Exercise:
Return the stretch from the line with "shop front -> outline each instance" through the line with "dog's nose -> outline each instance" in the data below, character for character, skipping all pictures.

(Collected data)

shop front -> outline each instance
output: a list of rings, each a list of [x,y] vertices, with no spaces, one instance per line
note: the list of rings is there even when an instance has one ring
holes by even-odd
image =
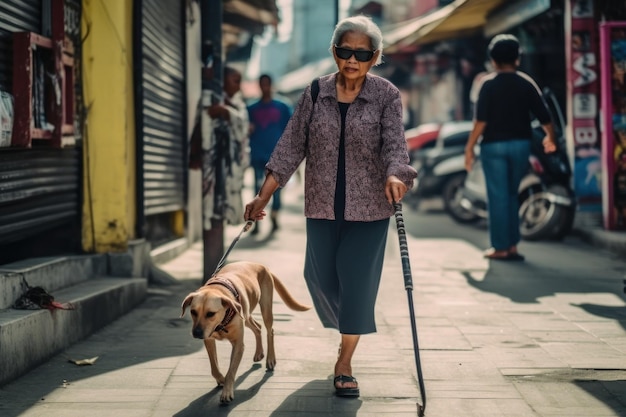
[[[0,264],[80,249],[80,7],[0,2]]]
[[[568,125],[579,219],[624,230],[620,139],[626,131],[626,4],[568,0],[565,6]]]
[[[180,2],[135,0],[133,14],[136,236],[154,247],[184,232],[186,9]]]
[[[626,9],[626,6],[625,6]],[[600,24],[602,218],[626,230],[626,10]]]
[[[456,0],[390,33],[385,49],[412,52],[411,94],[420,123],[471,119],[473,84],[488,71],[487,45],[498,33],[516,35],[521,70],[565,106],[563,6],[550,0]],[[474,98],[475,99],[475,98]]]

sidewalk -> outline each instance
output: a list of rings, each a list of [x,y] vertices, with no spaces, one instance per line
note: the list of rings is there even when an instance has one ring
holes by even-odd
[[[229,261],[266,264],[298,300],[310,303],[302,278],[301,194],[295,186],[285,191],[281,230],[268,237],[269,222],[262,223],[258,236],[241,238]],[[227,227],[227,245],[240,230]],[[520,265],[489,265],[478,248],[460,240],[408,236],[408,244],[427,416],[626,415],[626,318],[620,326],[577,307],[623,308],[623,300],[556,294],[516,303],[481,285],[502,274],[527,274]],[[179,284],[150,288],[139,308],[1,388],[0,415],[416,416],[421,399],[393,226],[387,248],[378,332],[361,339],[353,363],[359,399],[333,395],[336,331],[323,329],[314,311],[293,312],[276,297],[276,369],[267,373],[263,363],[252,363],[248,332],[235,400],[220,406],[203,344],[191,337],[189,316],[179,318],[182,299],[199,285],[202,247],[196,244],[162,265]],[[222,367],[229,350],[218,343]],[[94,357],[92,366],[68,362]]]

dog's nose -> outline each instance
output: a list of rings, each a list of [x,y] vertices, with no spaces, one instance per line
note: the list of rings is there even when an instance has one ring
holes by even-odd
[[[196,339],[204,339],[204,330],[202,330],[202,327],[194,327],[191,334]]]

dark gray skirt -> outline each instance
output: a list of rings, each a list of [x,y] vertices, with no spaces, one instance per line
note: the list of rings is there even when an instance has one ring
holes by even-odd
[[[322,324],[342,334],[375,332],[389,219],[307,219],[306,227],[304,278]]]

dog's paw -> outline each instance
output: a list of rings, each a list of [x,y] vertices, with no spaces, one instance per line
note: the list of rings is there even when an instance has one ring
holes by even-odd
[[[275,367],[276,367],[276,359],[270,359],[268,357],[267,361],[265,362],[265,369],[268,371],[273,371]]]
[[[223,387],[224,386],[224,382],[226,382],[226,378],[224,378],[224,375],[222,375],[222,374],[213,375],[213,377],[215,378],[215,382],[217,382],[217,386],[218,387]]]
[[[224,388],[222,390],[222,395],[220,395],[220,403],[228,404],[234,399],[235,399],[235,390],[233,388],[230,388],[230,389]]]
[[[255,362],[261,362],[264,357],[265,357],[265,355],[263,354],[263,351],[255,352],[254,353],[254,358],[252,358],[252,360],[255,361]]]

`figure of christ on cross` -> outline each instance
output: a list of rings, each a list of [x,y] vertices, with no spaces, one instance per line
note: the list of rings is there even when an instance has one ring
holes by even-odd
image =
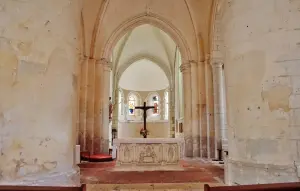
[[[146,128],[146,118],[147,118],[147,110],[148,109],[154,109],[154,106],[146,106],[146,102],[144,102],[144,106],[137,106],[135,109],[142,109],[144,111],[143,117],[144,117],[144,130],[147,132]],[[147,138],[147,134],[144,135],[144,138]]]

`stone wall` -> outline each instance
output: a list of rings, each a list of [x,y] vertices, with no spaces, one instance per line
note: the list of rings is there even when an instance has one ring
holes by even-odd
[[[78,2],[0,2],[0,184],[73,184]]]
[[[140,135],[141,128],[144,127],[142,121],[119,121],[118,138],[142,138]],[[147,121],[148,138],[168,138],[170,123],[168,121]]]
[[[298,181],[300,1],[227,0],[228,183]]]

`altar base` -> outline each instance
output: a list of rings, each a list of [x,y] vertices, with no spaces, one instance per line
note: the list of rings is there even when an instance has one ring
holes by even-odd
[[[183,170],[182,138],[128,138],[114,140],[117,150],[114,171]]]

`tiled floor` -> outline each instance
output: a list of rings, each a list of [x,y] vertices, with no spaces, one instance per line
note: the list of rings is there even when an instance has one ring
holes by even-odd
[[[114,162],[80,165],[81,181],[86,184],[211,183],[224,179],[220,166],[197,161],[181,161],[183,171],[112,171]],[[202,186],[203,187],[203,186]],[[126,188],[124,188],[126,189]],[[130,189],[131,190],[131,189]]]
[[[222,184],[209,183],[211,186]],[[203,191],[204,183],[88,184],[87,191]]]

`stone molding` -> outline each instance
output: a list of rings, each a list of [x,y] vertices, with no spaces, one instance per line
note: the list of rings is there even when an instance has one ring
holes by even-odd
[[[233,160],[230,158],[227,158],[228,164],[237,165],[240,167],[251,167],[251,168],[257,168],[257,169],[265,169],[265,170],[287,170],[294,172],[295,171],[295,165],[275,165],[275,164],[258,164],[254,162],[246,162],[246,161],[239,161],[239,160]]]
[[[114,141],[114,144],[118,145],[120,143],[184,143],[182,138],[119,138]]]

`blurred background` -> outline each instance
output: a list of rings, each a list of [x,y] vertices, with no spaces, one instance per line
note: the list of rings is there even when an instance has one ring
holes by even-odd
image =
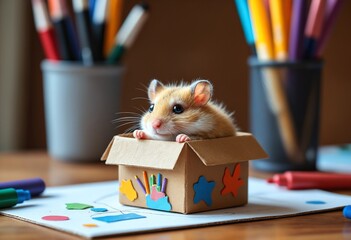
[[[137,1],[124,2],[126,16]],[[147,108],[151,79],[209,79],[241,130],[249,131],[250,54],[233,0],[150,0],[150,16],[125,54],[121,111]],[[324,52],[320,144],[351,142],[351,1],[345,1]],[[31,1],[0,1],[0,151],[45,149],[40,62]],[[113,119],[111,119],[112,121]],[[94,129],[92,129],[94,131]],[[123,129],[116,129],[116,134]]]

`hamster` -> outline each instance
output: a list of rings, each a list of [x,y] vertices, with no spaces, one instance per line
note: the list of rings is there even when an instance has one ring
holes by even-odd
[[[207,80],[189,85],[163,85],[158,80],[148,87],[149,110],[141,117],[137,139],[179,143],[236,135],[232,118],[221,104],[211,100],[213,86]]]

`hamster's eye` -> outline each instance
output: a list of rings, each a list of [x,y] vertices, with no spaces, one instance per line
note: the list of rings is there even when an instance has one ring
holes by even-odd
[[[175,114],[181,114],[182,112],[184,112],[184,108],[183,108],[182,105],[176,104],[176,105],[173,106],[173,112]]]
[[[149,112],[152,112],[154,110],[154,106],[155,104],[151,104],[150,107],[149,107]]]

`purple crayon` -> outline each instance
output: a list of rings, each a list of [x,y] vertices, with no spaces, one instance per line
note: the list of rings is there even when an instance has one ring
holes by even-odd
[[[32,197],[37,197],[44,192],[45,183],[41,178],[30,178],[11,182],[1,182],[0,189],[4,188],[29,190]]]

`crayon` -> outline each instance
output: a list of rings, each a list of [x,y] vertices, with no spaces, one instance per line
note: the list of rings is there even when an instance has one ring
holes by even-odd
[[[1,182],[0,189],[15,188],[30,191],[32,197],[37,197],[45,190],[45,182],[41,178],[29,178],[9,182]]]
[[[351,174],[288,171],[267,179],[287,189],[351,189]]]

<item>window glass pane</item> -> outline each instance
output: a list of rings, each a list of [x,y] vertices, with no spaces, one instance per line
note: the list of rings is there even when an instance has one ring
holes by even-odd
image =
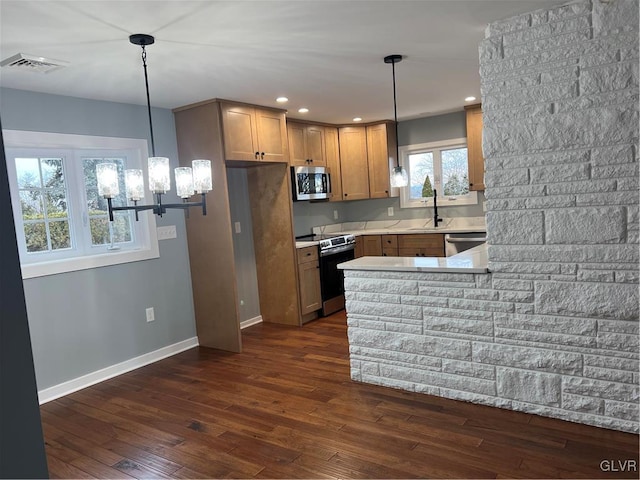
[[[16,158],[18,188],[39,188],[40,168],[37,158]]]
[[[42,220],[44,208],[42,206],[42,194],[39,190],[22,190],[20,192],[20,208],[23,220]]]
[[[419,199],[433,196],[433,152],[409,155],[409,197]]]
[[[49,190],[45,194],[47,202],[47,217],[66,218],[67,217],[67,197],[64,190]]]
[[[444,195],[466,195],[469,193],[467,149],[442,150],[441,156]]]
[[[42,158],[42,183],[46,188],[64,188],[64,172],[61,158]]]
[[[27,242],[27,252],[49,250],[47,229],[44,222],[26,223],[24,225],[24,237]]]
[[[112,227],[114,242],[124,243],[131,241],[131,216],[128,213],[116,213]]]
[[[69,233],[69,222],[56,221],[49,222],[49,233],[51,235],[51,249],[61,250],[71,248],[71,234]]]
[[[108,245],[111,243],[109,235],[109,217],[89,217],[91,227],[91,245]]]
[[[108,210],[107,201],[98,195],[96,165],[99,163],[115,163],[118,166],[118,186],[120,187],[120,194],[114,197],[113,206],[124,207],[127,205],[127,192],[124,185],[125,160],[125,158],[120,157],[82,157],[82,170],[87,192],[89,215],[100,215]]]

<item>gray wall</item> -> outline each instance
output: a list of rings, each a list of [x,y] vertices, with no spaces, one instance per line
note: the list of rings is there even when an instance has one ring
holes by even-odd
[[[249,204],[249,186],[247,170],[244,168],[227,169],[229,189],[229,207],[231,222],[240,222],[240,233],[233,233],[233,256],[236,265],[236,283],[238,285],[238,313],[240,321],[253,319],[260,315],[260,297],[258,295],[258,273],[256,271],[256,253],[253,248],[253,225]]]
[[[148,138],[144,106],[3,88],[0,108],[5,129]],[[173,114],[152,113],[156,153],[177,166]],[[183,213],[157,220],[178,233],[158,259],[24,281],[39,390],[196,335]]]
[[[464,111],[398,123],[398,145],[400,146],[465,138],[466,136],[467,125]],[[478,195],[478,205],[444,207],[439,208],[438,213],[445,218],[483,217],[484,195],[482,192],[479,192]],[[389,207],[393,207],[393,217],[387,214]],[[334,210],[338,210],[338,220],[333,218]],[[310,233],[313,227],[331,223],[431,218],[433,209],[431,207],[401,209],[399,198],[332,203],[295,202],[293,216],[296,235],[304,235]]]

* * *

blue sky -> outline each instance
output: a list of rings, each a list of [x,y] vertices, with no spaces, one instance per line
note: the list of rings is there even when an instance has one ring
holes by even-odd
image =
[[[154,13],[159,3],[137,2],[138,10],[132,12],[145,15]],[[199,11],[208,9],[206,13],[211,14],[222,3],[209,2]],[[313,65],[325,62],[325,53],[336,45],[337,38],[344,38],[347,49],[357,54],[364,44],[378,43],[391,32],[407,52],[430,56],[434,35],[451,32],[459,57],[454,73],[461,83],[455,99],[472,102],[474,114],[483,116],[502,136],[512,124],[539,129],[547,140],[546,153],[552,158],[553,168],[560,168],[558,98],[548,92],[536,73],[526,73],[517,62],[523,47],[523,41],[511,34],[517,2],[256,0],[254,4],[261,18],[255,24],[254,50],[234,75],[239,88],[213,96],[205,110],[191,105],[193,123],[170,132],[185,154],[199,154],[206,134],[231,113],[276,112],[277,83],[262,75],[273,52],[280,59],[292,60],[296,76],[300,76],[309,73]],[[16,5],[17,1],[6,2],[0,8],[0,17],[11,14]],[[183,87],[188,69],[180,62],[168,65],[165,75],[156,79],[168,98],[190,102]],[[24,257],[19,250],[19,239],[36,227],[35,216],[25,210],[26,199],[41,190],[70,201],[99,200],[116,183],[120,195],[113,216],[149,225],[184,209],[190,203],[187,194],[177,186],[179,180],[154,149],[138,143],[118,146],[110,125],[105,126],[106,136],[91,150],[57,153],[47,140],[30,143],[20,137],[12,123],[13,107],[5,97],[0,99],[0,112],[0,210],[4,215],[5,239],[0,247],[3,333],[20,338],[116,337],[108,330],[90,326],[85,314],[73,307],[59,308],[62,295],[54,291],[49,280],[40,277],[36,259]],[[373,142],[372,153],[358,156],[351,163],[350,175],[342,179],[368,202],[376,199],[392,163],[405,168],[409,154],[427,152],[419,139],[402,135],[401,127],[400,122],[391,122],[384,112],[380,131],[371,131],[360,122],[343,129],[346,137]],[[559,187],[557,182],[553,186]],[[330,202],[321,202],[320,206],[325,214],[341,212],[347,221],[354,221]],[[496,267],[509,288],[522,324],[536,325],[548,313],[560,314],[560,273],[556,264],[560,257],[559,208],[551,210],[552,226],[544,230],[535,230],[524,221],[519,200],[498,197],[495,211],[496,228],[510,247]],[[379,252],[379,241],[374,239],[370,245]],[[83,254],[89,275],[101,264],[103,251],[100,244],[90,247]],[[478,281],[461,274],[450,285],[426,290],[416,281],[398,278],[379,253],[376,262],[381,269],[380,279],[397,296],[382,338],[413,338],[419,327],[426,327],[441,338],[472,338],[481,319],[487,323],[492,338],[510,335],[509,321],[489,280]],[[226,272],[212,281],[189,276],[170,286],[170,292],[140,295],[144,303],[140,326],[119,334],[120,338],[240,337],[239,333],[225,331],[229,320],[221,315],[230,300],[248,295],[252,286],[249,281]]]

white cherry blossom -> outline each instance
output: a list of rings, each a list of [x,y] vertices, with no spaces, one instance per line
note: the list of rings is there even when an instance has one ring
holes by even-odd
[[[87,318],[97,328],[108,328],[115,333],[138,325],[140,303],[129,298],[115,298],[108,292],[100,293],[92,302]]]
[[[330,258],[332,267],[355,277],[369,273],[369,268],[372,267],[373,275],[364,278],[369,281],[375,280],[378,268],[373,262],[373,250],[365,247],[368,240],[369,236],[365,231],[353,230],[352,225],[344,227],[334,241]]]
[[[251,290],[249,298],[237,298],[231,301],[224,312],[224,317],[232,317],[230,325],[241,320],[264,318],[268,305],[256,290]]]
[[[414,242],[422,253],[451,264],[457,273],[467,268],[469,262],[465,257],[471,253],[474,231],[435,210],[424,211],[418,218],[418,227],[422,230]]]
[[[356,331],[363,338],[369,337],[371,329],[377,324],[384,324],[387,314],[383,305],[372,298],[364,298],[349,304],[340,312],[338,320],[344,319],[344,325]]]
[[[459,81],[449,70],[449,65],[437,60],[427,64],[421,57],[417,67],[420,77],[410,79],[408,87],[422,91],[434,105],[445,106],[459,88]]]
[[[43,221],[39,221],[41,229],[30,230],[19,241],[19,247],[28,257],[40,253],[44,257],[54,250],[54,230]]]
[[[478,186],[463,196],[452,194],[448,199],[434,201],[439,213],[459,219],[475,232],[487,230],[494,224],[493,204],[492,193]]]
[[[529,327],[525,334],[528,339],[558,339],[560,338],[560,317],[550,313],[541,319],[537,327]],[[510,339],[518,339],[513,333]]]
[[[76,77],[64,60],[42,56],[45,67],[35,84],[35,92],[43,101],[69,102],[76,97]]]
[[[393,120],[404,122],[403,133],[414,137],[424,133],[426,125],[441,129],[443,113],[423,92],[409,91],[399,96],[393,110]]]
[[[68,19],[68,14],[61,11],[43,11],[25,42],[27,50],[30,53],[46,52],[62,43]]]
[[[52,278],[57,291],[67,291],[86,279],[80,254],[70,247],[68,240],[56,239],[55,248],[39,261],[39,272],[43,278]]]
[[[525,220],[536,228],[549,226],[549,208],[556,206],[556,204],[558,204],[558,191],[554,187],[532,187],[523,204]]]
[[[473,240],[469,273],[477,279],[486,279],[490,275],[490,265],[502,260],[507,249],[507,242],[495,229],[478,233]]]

==

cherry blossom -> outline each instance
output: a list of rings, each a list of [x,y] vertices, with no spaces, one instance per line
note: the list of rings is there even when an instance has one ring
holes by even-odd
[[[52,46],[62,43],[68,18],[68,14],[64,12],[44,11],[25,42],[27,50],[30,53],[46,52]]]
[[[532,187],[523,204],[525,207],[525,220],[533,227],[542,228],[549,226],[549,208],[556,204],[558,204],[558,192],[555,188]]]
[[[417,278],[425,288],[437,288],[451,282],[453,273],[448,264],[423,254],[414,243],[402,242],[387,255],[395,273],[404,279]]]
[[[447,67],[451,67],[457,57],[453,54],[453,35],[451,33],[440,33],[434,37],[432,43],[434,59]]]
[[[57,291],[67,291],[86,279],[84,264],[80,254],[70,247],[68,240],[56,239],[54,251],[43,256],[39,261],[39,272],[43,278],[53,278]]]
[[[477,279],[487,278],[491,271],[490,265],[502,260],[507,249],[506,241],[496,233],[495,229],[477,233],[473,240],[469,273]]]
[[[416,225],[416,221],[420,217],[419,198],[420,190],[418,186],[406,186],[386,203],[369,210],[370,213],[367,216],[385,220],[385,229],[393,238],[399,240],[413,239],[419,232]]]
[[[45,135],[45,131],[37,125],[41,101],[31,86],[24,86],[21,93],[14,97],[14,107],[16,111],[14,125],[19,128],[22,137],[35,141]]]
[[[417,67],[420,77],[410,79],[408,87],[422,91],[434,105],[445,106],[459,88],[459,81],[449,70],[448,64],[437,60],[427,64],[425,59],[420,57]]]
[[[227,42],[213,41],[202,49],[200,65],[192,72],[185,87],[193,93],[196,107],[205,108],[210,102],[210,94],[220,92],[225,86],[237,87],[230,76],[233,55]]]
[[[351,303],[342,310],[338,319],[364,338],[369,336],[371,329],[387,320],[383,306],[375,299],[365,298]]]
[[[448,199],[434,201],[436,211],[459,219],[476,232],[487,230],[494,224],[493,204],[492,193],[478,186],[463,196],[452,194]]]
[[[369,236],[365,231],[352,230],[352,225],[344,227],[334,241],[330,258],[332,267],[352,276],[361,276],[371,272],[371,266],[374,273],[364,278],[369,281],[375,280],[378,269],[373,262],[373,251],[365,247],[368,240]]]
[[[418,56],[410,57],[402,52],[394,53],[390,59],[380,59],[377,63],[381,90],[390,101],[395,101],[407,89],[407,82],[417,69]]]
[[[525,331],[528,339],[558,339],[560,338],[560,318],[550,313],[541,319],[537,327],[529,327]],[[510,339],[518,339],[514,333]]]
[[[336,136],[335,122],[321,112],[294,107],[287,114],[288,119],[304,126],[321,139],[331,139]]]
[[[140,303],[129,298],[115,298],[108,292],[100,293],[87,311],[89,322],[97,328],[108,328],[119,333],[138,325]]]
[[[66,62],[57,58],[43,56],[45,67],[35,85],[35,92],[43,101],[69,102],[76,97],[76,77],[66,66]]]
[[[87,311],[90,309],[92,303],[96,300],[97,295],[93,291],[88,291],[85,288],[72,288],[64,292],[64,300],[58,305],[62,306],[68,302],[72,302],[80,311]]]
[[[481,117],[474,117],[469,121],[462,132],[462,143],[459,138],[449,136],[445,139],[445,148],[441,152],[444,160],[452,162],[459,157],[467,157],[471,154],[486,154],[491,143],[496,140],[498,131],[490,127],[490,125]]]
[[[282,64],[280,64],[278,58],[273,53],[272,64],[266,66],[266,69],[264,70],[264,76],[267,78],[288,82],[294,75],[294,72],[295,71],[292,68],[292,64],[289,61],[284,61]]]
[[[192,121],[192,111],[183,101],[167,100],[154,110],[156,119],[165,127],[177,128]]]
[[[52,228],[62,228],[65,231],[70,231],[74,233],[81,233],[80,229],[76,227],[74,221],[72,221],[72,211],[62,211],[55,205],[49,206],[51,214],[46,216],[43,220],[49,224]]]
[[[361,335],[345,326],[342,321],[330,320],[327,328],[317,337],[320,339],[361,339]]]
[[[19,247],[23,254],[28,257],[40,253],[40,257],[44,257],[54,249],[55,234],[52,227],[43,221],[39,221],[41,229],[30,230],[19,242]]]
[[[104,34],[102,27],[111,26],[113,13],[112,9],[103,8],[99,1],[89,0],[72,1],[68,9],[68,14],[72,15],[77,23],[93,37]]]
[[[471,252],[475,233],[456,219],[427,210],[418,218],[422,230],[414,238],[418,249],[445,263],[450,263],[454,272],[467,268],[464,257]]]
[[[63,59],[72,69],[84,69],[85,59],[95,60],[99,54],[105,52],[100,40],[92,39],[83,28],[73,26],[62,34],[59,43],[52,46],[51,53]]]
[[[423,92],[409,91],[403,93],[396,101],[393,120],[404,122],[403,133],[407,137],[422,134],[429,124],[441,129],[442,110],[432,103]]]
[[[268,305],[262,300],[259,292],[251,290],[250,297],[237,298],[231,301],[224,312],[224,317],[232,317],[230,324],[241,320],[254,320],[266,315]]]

Output below:
shop front -> outline each instance
output: a list of rings, each a list of [x,y] vertices, with no spaces, one instance per line
note: the list of rings is there even when an instance has one ring
holes by even-odd
image =
[[[0,264],[80,249],[80,7],[0,2]]]
[[[568,125],[579,219],[624,230],[620,139],[626,131],[626,4],[568,0],[565,6]]]
[[[180,2],[135,0],[133,14],[136,236],[154,247],[184,232],[186,9]]]
[[[626,9],[626,6],[625,6]],[[600,24],[602,218],[626,230],[626,10]]]
[[[456,0],[390,33],[385,49],[412,52],[411,94],[420,123],[471,119],[473,84],[488,71],[487,45],[498,33],[516,35],[521,70],[565,106],[563,6],[550,0]],[[474,98],[475,99],[475,98]]]

sidewalk -> outline each instance
output: a list of rings, each a list of [x,y] vertices, with no spaces, one instance per line
note: the list of rings is there even when an instance has one ring
holes by even-odd
[[[229,261],[266,264],[298,300],[310,303],[302,278],[301,194],[295,186],[285,191],[281,230],[268,237],[269,222],[262,223],[258,236],[241,238]],[[227,227],[227,245],[240,230]],[[520,265],[489,265],[478,248],[460,240],[408,236],[408,244],[427,416],[626,415],[626,318],[620,326],[577,307],[623,308],[623,300],[556,294],[516,303],[481,285],[502,274],[527,274]],[[179,284],[150,288],[139,308],[1,388],[0,415],[416,416],[421,399],[393,226],[387,248],[378,332],[361,339],[353,363],[359,399],[333,395],[336,331],[323,329],[314,311],[293,312],[276,297],[276,369],[267,373],[263,363],[252,363],[248,332],[235,400],[220,406],[203,344],[191,337],[189,316],[179,318],[182,299],[199,285],[202,247],[196,244],[162,265]],[[222,367],[229,350],[218,343]],[[94,357],[92,366],[68,362]]]

dog's nose -> outline each instance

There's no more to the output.